Exercise goal. Retype the records exactly, including every line.
Content starts
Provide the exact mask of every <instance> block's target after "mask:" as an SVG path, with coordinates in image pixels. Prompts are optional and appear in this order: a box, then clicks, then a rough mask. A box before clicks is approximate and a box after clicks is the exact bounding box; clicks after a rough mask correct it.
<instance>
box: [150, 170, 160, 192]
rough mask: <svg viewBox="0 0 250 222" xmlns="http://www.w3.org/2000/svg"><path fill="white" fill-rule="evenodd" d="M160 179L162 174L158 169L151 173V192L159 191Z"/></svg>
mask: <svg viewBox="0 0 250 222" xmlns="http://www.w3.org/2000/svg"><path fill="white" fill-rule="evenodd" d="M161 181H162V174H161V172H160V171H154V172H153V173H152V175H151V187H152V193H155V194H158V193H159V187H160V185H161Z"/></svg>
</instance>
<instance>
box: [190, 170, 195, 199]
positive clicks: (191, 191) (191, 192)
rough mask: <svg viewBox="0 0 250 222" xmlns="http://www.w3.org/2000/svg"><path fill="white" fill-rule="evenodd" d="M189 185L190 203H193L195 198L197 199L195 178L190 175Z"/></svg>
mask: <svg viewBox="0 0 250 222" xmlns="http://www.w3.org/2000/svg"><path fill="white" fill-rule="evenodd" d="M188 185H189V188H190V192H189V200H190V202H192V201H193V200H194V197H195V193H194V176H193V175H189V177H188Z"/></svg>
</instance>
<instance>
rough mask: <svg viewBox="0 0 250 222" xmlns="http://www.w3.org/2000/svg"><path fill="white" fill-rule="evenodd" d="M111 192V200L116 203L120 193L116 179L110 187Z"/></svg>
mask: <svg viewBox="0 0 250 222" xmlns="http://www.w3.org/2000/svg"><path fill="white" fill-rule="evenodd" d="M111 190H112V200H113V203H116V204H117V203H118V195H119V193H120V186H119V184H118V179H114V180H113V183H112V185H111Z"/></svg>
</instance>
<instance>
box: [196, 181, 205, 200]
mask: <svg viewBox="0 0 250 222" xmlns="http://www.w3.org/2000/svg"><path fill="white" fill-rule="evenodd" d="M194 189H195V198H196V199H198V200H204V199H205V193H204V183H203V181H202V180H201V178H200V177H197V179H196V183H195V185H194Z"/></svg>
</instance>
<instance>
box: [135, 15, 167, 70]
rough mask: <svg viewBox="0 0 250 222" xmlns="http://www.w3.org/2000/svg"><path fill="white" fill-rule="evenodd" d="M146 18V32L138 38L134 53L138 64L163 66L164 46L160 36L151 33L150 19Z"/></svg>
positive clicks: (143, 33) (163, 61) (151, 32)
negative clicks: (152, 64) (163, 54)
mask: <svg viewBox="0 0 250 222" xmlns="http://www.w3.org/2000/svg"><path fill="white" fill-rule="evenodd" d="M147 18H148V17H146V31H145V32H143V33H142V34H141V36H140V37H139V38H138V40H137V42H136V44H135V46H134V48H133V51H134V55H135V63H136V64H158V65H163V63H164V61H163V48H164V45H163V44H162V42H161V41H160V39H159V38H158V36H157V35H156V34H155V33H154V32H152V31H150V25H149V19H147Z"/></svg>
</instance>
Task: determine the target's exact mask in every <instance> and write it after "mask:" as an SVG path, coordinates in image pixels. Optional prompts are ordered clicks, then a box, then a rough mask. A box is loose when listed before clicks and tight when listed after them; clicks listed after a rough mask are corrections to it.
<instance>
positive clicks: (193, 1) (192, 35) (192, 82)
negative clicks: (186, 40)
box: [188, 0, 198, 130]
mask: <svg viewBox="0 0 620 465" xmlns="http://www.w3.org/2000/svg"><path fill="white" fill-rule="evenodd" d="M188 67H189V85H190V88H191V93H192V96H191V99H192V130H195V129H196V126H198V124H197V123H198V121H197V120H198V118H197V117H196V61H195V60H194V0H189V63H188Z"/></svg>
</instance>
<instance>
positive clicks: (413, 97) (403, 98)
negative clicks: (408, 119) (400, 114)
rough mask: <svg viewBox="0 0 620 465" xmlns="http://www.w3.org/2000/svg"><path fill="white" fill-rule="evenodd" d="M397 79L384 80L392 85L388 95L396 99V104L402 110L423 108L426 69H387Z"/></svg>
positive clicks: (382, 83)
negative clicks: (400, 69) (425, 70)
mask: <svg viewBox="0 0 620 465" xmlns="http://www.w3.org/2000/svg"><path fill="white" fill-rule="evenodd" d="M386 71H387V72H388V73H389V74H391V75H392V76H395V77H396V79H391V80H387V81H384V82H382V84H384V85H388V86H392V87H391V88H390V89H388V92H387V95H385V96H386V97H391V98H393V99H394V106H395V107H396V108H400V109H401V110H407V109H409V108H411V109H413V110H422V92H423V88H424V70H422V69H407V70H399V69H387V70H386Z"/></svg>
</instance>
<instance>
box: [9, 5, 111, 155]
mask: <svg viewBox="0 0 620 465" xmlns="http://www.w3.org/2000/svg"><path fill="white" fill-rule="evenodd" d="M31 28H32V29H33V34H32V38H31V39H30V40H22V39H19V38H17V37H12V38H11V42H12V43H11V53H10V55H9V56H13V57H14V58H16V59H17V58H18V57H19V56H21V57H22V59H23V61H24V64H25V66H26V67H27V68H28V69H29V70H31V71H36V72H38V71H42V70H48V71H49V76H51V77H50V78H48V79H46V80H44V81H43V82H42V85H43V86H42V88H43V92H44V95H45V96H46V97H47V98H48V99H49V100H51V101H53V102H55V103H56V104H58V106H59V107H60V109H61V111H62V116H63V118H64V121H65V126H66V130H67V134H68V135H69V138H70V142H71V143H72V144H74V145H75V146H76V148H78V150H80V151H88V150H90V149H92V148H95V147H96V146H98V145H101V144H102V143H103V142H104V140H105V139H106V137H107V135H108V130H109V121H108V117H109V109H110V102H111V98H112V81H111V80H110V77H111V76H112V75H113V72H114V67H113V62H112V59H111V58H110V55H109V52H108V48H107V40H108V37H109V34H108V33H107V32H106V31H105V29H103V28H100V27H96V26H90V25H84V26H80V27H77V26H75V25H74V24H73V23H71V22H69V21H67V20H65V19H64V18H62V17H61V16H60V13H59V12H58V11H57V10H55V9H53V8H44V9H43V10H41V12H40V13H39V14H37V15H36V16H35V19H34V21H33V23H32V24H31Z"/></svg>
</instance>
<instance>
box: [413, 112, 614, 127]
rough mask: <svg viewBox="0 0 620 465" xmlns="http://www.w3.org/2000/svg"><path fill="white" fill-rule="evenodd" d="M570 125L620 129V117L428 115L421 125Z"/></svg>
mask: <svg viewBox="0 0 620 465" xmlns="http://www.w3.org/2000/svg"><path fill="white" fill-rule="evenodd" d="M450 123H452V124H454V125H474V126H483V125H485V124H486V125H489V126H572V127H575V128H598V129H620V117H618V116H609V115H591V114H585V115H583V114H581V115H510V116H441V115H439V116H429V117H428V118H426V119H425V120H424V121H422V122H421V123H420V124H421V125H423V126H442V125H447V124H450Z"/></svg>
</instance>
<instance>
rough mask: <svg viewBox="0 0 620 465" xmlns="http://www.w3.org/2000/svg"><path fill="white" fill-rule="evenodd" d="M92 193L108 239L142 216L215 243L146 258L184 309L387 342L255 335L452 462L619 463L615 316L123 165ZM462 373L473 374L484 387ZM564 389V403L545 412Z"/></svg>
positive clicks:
Content ends
Response to the exercise.
Provide the exact mask of every <instance> block's target after "mask:" as an SVG path, with coordinates in image pixels. Prompts are optional and appear in this order: a box, then clicks, then a rough mask. A box before clicks is approximate and a box after clicks is the exact bounding box; clicks after a rough mask correct it.
<instance>
box: [150, 170, 160, 192]
rough mask: <svg viewBox="0 0 250 222" xmlns="http://www.w3.org/2000/svg"><path fill="white" fill-rule="evenodd" d="M160 179L162 174L158 169L151 173V192L159 191Z"/></svg>
mask: <svg viewBox="0 0 250 222" xmlns="http://www.w3.org/2000/svg"><path fill="white" fill-rule="evenodd" d="M161 181H162V174H161V172H160V171H154V172H153V173H152V175H151V187H152V193H155V194H158V193H159V187H160V185H161Z"/></svg>
</instance>
<instance>
box: [190, 170, 195, 199]
positive clicks: (191, 191) (191, 192)
rough mask: <svg viewBox="0 0 250 222" xmlns="http://www.w3.org/2000/svg"><path fill="white" fill-rule="evenodd" d="M189 185L190 203H193L195 198L197 199L195 178L190 175Z"/></svg>
mask: <svg viewBox="0 0 250 222" xmlns="http://www.w3.org/2000/svg"><path fill="white" fill-rule="evenodd" d="M188 185H189V188H190V192H189V200H190V202H192V201H193V200H194V197H195V193H194V176H193V175H189V177H188Z"/></svg>
</instance>
<instance>
rough mask: <svg viewBox="0 0 250 222" xmlns="http://www.w3.org/2000/svg"><path fill="white" fill-rule="evenodd" d="M111 192V200L116 203L120 193L116 179L110 187Z"/></svg>
mask: <svg viewBox="0 0 250 222" xmlns="http://www.w3.org/2000/svg"><path fill="white" fill-rule="evenodd" d="M111 190H112V200H113V203H116V204H117V203H118V195H119V193H120V186H119V184H118V179H114V180H113V183H112V185H111Z"/></svg>
</instance>
<instance>
box: [196, 181, 205, 200]
mask: <svg viewBox="0 0 250 222" xmlns="http://www.w3.org/2000/svg"><path fill="white" fill-rule="evenodd" d="M194 189H195V198H196V199H198V200H204V199H205V193H204V183H203V181H202V180H201V178H200V177H197V179H196V183H195V185H194Z"/></svg>
</instance>
<instance>
box: [135, 15, 167, 70]
rough mask: <svg viewBox="0 0 250 222" xmlns="http://www.w3.org/2000/svg"><path fill="white" fill-rule="evenodd" d="M146 18V32L138 38L134 53L138 64L163 66L164 46L160 36L151 33L150 19Z"/></svg>
positive clicks: (143, 33) (163, 61) (151, 32)
negative clicks: (152, 64) (163, 54)
mask: <svg viewBox="0 0 250 222" xmlns="http://www.w3.org/2000/svg"><path fill="white" fill-rule="evenodd" d="M147 18H148V17H146V31H145V32H143V33H142V34H141V36H140V37H139V38H138V40H137V42H136V44H135V46H134V48H133V51H134V55H135V63H136V64H158V65H163V63H164V61H163V48H164V45H163V44H162V42H161V41H160V39H159V38H158V36H157V35H156V34H155V33H154V32H152V31H150V25H149V19H147Z"/></svg>
</instance>
Task: determine the target's exact mask in every <instance> and write it after "mask:" as an SVG path, coordinates in image pixels. Optional prompts are ordered clicks, then a box, then a rough mask. A box is loose when listed before clicks and tight when listed after them; clicks listed after a rough mask are corrections to it.
<instance>
positive clicks: (193, 1) (192, 35) (192, 82)
negative clicks: (186, 40)
box: [188, 0, 198, 130]
mask: <svg viewBox="0 0 620 465" xmlns="http://www.w3.org/2000/svg"><path fill="white" fill-rule="evenodd" d="M188 67H189V85H190V88H191V93H192V96H191V99H192V130H195V129H196V126H198V124H197V123H198V121H197V120H198V118H197V117H196V61H195V60H194V0H189V63H188Z"/></svg>
</instance>
<instance>
positive clicks: (413, 97) (403, 98)
negative clicks: (408, 119) (400, 114)
rough mask: <svg viewBox="0 0 620 465" xmlns="http://www.w3.org/2000/svg"><path fill="white" fill-rule="evenodd" d="M397 79L384 80L392 85L388 95L396 99V104L402 110L423 108L426 69H387Z"/></svg>
positive clicks: (382, 83)
negative clicks: (400, 69) (425, 70)
mask: <svg viewBox="0 0 620 465" xmlns="http://www.w3.org/2000/svg"><path fill="white" fill-rule="evenodd" d="M386 71H387V72H388V73H389V74H391V75H392V76H395V77H396V79H391V80H387V81H384V82H382V84H384V85H388V86H392V87H391V88H390V89H388V92H387V95H385V96H386V97H391V98H393V99H394V106H395V107H396V108H400V109H401V110H407V109H409V108H411V109H413V110H422V92H423V88H424V70H422V69H407V70H399V69H387V70H386Z"/></svg>
</instance>
<instance>
box: [9, 5, 111, 155]
mask: <svg viewBox="0 0 620 465" xmlns="http://www.w3.org/2000/svg"><path fill="white" fill-rule="evenodd" d="M31 28H32V29H33V34H32V38H31V39H30V40H22V39H19V38H17V37H12V38H11V42H12V43H11V53H10V55H9V56H13V57H14V58H16V59H17V58H18V57H19V56H21V57H22V59H23V61H24V64H25V66H26V67H27V68H28V69H29V70H31V71H36V72H38V71H42V70H48V71H49V76H51V77H50V78H48V79H46V80H44V81H43V82H42V85H43V86H42V88H43V92H44V95H45V96H46V97H47V98H48V99H49V100H51V101H53V102H55V103H56V104H58V106H59V107H60V109H61V111H62V116H63V118H64V121H65V126H66V130H67V134H68V135H69V138H70V142H71V143H72V144H74V145H75V146H76V148H78V150H80V151H88V150H90V149H92V148H95V147H96V146H98V145H101V144H102V143H103V142H104V140H105V139H106V137H107V135H108V130H109V121H108V117H109V109H110V102H111V98H112V81H111V80H110V77H111V76H112V75H113V72H114V67H113V62H112V59H111V58H110V55H109V52H108V48H107V40H108V37H109V34H108V33H107V32H106V31H105V29H103V28H100V27H96V26H90V25H84V26H80V27H77V26H75V25H74V24H73V23H71V22H69V21H67V20H65V19H64V18H62V17H61V16H60V13H59V12H58V11H57V10H55V9H53V8H44V9H43V10H41V12H40V13H39V14H37V15H36V16H35V19H34V21H33V23H32V24H31Z"/></svg>
</instance>
<instance>
box: [413, 112, 614, 127]
rough mask: <svg viewBox="0 0 620 465" xmlns="http://www.w3.org/2000/svg"><path fill="white" fill-rule="evenodd" d="M570 125L620 129V117L428 115L421 125Z"/></svg>
mask: <svg viewBox="0 0 620 465" xmlns="http://www.w3.org/2000/svg"><path fill="white" fill-rule="evenodd" d="M450 123H452V124H454V125H474V126H483V125H485V124H486V125H489V126H572V127H575V128H598V129H620V117H618V116H609V115H591V114H585V115H583V114H581V115H510V116H441V115H439V116H429V117H428V118H426V119H425V120H424V121H422V122H421V123H420V124H421V125H423V126H442V125H447V124H450Z"/></svg>
</instance>
<instance>
rough mask: <svg viewBox="0 0 620 465" xmlns="http://www.w3.org/2000/svg"><path fill="white" fill-rule="evenodd" d="M92 193L108 239L142 216L215 243L146 258L184 309L387 342L255 335L452 462L619 463L615 316L123 165ZM462 373L473 374L484 387ZM564 389V403L545 412Z"/></svg>
positive clicks:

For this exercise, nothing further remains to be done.